## Data under study
* * * *

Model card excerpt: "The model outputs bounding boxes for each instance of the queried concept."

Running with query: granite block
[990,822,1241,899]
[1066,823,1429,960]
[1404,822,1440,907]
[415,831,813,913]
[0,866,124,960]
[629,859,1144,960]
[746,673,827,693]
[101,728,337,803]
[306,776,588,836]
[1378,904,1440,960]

* * * *

## Required work
Return each line above precisely as written.

## Response
Model card excerpt: "The model outputs bounding boxes for each instance of the queried concept."

Running with query: granite block
[990,822,1241,899]
[1066,823,1429,960]
[1404,822,1440,907]
[415,831,813,913]
[0,866,124,960]
[629,859,1144,960]
[746,673,827,693]
[101,728,337,803]
[306,776,588,836]
[1378,904,1440,960]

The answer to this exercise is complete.